- **TASK GOAL**
Locate each line in the items below that includes the word "entrance", and copy every one of those lines in full.

──────────────────────────────

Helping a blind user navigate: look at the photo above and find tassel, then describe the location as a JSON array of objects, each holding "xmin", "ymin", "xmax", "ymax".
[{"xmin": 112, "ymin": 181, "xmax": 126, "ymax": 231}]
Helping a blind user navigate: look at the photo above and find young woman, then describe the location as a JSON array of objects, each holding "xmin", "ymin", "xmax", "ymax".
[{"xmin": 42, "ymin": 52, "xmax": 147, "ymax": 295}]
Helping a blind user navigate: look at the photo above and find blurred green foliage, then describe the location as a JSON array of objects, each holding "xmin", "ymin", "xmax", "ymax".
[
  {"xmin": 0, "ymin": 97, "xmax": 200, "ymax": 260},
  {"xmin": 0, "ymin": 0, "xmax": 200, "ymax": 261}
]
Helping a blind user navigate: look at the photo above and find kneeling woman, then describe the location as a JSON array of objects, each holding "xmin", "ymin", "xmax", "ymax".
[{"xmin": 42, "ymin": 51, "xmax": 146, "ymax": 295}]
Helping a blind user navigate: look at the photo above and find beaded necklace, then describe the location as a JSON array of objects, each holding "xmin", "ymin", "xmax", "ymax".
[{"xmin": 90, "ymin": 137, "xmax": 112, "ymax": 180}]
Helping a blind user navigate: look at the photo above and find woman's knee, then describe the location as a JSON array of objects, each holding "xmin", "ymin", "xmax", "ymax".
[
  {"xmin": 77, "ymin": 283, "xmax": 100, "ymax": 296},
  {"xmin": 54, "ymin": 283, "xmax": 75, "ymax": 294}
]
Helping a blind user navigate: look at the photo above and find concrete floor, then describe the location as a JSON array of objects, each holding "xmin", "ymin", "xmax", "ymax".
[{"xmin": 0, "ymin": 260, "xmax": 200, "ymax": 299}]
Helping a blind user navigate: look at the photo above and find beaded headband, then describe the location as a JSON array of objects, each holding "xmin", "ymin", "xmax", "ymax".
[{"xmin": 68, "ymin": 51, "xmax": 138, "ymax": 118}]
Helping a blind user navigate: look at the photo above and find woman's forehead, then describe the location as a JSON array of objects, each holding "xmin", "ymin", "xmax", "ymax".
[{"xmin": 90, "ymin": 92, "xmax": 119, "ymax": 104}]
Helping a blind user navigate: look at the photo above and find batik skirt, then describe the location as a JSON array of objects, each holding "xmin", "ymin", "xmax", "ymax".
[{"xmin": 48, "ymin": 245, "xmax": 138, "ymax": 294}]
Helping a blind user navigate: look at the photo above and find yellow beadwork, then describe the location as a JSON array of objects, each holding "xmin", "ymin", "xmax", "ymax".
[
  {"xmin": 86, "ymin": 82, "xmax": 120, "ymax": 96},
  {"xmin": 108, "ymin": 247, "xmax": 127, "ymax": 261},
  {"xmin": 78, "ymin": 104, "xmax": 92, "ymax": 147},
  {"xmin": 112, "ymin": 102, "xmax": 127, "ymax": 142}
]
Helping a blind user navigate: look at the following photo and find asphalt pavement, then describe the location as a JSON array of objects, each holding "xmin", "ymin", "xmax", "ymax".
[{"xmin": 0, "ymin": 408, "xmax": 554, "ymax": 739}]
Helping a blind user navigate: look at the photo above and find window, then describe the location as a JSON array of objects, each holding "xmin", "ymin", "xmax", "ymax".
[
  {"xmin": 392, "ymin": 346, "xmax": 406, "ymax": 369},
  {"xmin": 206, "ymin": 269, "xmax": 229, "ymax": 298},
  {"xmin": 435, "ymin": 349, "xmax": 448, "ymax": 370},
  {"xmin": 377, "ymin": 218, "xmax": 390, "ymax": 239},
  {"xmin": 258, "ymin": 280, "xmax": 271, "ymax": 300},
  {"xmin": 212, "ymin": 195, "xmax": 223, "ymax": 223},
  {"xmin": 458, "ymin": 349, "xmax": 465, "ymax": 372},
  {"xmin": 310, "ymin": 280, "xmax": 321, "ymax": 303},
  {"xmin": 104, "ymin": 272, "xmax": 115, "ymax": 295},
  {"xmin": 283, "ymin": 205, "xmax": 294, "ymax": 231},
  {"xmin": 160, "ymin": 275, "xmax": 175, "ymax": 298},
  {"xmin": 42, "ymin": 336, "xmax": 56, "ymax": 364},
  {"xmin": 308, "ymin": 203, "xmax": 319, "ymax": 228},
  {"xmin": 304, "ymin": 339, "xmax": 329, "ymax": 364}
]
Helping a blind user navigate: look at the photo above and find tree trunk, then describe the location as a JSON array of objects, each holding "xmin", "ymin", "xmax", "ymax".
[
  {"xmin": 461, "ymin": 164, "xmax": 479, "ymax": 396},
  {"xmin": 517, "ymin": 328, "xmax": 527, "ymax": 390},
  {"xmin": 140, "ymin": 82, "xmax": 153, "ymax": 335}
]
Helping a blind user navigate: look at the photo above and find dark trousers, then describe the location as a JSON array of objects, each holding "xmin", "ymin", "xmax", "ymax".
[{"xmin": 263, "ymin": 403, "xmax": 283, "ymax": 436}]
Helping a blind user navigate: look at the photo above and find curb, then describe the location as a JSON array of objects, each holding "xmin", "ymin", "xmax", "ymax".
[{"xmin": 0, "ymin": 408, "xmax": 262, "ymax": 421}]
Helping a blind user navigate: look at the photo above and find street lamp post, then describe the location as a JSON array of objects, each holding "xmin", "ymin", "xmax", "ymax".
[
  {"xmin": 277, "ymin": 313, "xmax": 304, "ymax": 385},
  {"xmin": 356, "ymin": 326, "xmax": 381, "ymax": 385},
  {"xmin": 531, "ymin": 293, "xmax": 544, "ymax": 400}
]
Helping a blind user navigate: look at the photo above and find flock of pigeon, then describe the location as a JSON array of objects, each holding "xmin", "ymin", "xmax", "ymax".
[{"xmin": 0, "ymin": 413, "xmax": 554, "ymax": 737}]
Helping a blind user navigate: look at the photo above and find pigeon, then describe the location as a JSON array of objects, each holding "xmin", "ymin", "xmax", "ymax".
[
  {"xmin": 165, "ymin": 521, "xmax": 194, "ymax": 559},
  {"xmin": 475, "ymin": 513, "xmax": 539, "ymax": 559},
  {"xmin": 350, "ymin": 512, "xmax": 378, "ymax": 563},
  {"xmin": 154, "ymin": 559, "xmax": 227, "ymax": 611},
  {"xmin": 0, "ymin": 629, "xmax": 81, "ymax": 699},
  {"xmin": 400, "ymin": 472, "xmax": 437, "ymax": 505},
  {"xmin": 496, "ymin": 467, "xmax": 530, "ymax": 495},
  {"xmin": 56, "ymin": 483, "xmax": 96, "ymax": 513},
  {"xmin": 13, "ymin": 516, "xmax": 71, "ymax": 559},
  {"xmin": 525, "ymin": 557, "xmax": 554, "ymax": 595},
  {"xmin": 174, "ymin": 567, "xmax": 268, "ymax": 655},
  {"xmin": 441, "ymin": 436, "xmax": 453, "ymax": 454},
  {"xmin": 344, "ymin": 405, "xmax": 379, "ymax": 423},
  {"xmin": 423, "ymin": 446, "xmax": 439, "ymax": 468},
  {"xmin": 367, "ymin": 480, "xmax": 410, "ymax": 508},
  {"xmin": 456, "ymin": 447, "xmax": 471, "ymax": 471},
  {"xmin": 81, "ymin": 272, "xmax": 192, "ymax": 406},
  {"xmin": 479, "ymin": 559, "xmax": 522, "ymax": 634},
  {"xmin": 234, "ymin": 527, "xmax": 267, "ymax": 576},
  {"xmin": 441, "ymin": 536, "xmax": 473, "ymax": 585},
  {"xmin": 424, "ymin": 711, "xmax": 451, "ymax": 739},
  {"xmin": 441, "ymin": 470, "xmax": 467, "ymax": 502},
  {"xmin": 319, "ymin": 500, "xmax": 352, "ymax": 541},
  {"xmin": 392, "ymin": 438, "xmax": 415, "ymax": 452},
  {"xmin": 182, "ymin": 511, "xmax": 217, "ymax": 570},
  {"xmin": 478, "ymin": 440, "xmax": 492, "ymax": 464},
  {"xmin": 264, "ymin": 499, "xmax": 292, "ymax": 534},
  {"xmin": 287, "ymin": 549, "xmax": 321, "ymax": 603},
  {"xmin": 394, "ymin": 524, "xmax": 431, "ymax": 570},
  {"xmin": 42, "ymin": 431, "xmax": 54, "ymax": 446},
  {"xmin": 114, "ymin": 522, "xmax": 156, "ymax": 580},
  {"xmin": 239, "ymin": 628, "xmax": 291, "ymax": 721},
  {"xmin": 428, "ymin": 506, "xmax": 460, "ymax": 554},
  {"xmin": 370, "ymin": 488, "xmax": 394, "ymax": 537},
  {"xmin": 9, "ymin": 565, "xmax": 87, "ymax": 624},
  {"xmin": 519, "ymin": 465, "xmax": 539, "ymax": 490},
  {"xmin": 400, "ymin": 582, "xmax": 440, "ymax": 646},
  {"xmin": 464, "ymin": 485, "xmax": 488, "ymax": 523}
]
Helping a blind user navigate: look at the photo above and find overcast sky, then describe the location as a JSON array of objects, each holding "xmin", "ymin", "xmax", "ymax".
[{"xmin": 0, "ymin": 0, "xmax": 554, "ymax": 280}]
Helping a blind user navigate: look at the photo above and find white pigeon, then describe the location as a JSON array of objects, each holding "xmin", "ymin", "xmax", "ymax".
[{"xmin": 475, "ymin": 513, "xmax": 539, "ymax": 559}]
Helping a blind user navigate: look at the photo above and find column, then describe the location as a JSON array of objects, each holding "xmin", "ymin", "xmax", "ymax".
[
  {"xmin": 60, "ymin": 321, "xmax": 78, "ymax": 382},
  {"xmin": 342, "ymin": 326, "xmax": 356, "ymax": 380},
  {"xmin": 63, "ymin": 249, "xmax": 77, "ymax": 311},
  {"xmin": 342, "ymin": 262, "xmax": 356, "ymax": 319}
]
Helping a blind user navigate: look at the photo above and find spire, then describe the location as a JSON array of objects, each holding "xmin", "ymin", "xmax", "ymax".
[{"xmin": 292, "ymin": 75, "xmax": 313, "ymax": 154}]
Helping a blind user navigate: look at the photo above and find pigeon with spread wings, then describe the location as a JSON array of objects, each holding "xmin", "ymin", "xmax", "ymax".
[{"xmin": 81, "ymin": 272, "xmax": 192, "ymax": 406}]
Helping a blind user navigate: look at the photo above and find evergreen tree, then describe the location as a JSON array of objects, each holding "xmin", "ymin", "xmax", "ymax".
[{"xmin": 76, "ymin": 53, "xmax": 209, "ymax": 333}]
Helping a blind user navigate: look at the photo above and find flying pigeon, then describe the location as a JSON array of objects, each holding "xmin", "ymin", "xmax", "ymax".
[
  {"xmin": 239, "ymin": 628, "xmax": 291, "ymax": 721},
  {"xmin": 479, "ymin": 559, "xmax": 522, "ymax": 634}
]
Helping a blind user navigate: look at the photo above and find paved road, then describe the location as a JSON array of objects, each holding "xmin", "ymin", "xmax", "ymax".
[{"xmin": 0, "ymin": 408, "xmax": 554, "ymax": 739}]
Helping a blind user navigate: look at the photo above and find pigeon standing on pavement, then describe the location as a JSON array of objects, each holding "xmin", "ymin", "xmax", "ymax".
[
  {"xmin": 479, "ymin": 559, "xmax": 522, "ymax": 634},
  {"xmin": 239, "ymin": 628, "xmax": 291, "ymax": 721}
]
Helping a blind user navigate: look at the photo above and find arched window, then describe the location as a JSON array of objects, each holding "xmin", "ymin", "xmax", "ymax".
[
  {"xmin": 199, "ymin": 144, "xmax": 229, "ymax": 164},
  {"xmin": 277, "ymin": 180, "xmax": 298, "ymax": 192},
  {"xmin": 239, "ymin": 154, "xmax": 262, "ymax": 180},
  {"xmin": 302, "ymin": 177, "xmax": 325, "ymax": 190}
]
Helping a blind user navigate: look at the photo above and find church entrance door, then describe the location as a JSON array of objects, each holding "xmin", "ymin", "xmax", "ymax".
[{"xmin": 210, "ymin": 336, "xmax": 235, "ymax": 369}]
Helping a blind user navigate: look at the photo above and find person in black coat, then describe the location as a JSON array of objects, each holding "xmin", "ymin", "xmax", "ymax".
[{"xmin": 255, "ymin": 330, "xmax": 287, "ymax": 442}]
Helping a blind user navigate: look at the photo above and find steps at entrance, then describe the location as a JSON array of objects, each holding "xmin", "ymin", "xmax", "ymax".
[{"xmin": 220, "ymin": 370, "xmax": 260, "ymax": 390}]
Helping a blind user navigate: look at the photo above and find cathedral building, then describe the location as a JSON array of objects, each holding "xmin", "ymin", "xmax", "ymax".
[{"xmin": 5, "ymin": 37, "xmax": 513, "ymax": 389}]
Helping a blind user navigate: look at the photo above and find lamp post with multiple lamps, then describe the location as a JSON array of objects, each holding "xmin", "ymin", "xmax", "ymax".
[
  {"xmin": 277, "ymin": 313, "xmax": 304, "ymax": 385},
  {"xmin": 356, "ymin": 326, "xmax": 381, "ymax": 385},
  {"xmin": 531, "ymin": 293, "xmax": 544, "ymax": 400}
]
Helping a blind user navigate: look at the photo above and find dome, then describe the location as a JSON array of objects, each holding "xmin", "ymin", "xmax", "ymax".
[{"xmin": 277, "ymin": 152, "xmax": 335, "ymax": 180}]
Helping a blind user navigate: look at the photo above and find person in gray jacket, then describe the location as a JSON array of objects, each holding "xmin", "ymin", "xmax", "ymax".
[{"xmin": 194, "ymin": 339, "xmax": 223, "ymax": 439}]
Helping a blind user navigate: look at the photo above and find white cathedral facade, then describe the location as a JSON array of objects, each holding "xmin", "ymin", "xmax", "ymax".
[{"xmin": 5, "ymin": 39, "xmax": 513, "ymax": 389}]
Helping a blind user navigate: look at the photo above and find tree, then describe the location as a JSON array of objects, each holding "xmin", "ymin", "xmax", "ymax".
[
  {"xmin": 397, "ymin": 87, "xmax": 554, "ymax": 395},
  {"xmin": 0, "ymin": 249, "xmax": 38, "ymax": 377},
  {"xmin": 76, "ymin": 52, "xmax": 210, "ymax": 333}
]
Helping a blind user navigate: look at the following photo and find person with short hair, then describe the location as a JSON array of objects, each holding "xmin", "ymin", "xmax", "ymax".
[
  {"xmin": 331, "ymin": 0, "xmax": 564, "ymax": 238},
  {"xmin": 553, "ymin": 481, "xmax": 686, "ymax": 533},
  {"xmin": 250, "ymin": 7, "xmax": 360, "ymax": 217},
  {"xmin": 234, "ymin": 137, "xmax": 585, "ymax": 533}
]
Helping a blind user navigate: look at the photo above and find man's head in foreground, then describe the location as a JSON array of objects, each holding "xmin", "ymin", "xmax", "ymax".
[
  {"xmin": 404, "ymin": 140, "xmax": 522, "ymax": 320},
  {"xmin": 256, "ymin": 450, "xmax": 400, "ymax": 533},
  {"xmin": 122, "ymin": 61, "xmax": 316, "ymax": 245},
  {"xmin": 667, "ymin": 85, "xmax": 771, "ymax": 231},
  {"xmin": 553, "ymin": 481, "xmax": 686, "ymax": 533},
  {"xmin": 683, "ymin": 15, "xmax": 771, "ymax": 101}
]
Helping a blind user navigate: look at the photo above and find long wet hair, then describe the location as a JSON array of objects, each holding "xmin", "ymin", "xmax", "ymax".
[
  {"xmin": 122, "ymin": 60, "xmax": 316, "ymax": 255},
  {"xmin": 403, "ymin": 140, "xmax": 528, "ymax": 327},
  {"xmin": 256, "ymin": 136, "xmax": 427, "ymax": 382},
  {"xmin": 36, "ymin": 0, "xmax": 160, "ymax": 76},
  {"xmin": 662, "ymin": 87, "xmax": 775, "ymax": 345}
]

──────────────────────────────

- **ANSWER BELOW**
Helping a blind user navigate: look at the photo above and find church entrance door, then describe the location as a JSON array of objects, each holding "xmin", "ymin", "xmax", "ymax".
Helping a blind user navigate: look at the photo above and find steps at entrance, then describe the location as a JSON array of objects, each holding "xmin", "ymin", "xmax", "ymax".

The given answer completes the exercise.